** TEXT FOR ANALYSIS follows **
After a seven-year struggle, the Ethiopian community in Talpiot at last got a synagogue. As a result of the community dialogue project, facilitated by the Jerusalem Inter-Cultural Center and Mosaica in Talpiot, the Ethiopian community received the right to use the local Community Hall as a synagogue on weekends and holidays.
When Mosaica and the JICC were summoned to the neighborhood in May 2008, the Ethiopian community was engaged in deep conflict on many different fronts with most of the local governmental and non-governmental agencies. In the Community Dialogue process we managed to bring all these stakeholders to the table and begin to tackle the relevant issues.
The first success was achieved immediately after the first assembly in June 2008. During the meeting several elderly members of the community attested that due to language barriers they do not receive proper care at the local Kupat Holim, the HMO clinic that serves most of the Ethiopians in the neighborhood. The residents described their apprehension in taking medications, not being sure whether the doctors actually understand their explanations and therefore prescribe them with the right treatment. The clinic director, who attended the meeting, decided without delay to make use of a tele-interpretation service in Amharic, provided by Tene Briut [a “basket of health”]. Starting in August 2008, Talpiot’s HMO became the first health service in Jerusalem to use tele-interpretation (in any language).
The next major concern of the Ethiopian community was indeed the synagogue. Surprisingly, during the second assembly in July, a temporary solution was declared for weekends and holidays and in addition a building permit was granted meaning that a permanent venue will be available in 2-3 years time. This fast progression demonstrates the readiness of the sides to achieve a resolution to this issue. In September, with much excitement, the community began praying in the Community Hall. In parallel, additional issues were identified for discussion and resolution through the Community Dialogue path.
** End of TEXT FOR ANALYSIS **
**AIM OF THE EXERCISE:**
In the account of the Ethiopian community in Talpiot, what service did the clinic director adopt after the first assembly?
** SOURCE DATA follows **
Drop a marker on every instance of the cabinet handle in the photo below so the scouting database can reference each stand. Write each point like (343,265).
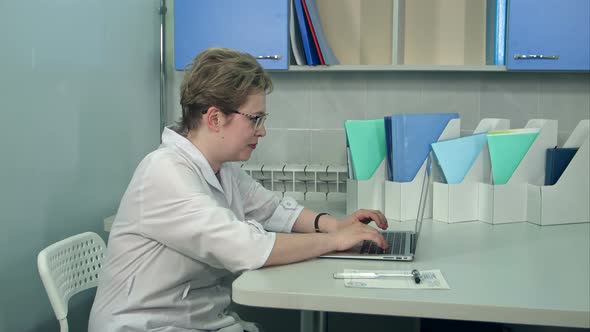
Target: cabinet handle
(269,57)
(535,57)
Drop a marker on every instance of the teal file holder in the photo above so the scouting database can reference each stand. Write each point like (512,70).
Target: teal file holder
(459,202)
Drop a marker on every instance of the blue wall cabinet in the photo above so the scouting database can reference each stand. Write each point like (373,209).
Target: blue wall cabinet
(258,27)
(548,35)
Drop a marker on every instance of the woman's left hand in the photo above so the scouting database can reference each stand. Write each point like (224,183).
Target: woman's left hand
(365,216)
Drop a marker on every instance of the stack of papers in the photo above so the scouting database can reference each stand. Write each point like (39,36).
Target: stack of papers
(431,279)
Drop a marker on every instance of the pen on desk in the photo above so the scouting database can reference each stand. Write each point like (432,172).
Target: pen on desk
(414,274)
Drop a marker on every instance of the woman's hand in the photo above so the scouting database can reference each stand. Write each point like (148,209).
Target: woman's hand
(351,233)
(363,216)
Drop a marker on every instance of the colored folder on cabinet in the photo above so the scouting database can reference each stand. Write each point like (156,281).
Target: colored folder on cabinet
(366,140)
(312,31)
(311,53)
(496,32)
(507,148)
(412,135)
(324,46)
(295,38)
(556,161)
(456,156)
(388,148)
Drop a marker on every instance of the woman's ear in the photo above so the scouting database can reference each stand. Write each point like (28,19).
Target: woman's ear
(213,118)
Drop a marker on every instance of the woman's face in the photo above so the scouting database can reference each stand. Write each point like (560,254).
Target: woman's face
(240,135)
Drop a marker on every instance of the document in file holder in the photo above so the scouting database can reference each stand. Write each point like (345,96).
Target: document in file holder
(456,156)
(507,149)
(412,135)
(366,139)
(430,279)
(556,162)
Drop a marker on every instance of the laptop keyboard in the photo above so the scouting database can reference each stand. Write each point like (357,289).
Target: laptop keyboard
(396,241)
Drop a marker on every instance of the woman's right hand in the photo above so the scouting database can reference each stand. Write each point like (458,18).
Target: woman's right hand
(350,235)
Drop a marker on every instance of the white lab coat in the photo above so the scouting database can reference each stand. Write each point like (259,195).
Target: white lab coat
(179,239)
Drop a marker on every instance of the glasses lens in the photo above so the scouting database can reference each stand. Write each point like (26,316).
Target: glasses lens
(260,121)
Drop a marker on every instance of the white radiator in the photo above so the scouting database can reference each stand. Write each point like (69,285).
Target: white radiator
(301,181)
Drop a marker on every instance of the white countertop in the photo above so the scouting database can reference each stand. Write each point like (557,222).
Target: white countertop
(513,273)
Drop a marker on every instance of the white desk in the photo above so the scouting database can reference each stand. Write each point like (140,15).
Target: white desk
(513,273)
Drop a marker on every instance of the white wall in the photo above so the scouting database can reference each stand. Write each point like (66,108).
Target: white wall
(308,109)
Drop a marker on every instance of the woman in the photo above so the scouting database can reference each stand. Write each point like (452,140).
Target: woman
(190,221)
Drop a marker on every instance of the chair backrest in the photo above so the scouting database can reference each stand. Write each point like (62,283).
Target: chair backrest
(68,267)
** End of SOURCE DATA **
** SOURCE DATA follows **
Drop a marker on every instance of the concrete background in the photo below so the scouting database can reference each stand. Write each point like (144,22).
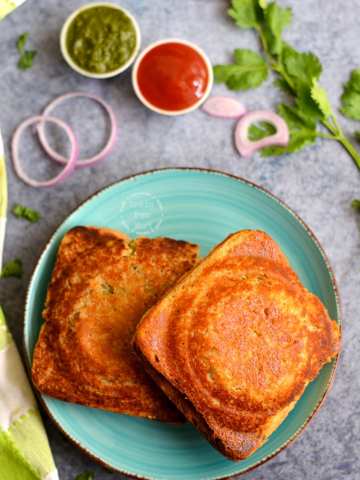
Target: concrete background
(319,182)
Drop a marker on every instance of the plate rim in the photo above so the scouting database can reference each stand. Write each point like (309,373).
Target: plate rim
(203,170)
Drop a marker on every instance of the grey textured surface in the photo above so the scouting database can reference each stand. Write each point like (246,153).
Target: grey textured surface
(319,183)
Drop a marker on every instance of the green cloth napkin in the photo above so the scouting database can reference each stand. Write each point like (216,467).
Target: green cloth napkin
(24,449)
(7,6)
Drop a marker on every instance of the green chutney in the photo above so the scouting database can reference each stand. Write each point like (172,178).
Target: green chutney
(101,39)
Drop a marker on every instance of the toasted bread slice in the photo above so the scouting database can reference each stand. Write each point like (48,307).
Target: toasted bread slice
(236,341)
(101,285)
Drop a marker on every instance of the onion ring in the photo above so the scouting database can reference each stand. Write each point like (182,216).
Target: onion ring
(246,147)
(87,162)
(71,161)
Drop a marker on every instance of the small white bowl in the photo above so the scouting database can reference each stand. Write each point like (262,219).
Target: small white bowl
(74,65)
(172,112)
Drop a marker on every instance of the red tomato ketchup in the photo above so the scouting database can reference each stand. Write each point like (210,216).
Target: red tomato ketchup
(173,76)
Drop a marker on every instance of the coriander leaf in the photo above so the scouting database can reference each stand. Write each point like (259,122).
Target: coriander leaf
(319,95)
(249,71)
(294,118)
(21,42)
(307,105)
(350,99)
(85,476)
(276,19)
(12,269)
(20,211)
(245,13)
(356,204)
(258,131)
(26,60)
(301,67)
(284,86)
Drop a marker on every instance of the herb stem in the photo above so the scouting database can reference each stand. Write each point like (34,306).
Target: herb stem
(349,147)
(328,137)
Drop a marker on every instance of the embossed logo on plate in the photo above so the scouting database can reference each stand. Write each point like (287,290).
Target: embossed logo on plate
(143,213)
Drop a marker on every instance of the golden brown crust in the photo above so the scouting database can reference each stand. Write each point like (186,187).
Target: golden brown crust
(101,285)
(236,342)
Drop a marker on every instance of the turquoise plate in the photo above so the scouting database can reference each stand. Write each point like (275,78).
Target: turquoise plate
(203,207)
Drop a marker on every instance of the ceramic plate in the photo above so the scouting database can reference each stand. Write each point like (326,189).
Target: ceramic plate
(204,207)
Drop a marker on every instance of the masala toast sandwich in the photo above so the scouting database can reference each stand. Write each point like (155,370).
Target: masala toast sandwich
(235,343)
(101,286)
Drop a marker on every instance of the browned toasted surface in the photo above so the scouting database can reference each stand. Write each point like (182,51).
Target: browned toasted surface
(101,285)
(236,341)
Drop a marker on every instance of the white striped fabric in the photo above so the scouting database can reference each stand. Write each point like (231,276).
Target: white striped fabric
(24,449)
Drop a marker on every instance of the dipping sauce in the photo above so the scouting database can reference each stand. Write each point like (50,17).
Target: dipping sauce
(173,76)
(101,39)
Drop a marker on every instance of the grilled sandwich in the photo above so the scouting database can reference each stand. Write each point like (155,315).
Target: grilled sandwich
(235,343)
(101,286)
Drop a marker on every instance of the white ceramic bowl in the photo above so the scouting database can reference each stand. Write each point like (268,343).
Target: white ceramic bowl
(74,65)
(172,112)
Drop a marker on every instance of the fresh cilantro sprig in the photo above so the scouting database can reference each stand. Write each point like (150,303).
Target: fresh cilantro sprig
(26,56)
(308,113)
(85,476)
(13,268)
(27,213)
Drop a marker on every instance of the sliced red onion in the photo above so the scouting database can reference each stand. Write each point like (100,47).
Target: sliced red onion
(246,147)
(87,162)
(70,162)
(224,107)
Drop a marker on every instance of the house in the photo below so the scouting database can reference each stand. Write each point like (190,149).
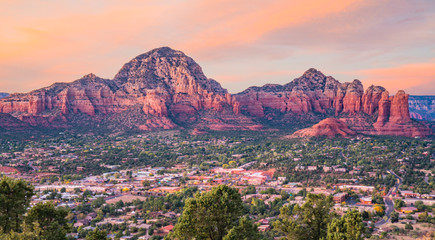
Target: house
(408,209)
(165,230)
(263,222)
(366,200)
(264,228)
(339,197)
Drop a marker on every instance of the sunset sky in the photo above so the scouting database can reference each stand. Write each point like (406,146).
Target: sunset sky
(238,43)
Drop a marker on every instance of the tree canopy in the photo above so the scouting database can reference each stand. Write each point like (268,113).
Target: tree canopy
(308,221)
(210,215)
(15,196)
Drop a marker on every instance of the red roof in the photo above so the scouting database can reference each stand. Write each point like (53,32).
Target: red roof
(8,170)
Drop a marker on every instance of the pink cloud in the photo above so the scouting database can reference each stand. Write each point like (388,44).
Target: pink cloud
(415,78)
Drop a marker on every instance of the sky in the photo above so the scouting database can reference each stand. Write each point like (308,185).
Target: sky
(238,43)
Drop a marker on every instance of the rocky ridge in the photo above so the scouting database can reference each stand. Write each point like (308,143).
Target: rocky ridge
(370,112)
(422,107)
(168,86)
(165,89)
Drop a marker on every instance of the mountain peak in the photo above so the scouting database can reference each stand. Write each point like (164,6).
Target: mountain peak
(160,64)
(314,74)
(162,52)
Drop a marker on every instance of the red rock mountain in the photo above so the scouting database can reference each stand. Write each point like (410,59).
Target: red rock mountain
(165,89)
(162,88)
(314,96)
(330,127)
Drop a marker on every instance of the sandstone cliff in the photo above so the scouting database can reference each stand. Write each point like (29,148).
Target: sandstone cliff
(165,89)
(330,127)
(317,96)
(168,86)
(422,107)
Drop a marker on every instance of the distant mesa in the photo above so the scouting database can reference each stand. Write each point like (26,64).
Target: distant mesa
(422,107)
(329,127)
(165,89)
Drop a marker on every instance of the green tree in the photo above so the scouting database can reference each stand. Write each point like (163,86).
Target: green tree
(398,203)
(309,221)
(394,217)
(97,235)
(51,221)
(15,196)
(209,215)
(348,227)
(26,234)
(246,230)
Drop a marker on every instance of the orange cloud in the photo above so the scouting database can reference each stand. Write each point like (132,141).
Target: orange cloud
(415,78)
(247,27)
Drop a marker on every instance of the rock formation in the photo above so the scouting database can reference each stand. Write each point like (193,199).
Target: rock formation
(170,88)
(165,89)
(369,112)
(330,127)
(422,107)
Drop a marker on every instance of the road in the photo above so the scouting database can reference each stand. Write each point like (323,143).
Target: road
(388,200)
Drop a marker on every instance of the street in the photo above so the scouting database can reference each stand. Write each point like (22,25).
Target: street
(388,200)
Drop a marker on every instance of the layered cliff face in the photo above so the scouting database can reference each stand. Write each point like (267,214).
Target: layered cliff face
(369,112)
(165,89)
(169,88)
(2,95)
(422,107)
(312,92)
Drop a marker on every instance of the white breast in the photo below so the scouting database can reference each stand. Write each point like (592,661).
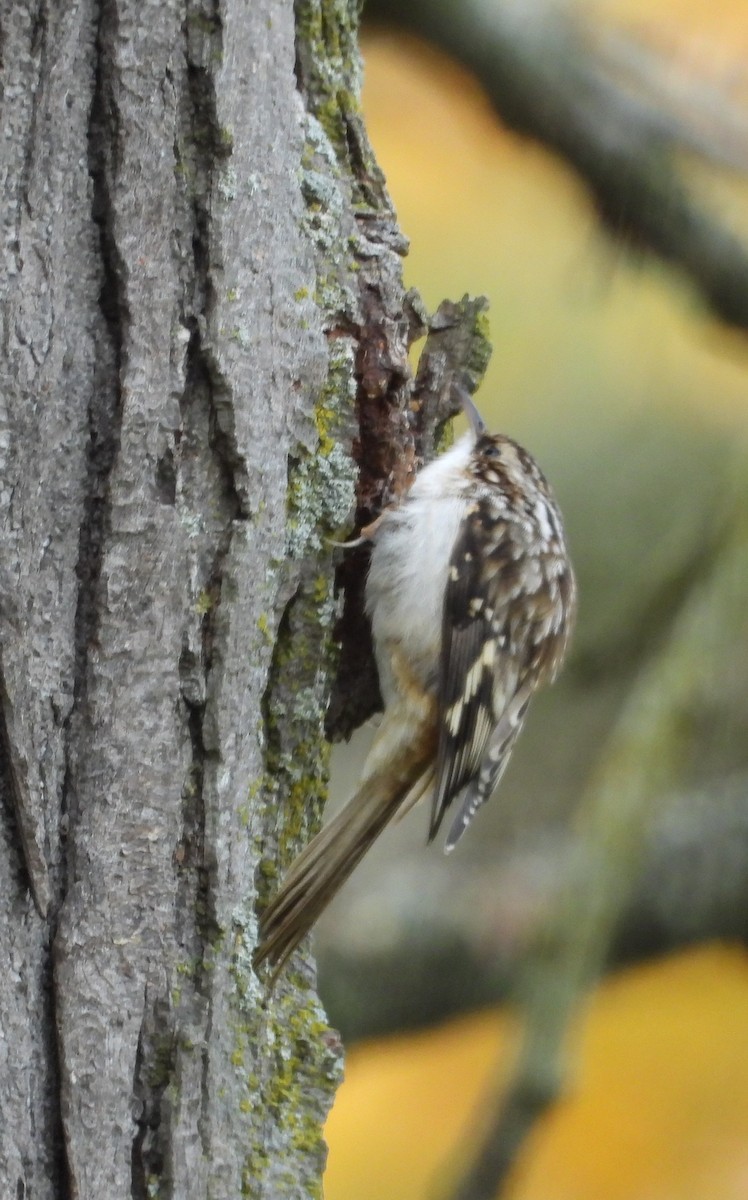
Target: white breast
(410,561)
** End of SOURCE DATA **
** SOURCE DATA follows **
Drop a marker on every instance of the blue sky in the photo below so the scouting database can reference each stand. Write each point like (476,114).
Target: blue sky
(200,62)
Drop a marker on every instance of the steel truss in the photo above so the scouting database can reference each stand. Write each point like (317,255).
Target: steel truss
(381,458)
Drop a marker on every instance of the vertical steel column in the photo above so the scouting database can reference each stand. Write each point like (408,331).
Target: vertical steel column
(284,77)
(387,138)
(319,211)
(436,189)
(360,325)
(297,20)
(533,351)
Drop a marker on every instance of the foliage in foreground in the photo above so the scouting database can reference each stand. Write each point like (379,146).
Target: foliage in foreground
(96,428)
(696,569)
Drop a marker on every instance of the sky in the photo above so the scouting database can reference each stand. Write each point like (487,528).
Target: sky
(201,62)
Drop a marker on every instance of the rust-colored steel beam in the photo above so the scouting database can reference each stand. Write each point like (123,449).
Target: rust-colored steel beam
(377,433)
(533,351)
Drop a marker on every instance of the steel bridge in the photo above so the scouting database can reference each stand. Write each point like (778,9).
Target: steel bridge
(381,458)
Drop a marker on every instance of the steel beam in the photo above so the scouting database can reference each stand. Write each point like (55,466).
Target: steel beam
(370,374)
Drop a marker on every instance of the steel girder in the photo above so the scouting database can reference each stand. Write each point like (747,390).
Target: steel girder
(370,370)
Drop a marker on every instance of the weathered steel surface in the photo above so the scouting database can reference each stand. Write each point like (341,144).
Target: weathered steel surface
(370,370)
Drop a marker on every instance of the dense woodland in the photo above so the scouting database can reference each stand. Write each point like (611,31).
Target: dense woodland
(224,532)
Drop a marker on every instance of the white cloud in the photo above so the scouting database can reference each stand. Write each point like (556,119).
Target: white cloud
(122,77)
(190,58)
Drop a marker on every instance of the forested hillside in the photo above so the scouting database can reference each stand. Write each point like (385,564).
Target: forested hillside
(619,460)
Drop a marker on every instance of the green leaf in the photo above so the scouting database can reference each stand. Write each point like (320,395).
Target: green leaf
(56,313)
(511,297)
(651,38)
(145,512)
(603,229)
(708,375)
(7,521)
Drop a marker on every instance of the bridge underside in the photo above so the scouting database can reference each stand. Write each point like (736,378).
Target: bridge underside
** End of SOURCE DATA **
**TASK RESPONSE:**
A tele-interpretation service in Amharic, provided by Tene Briut.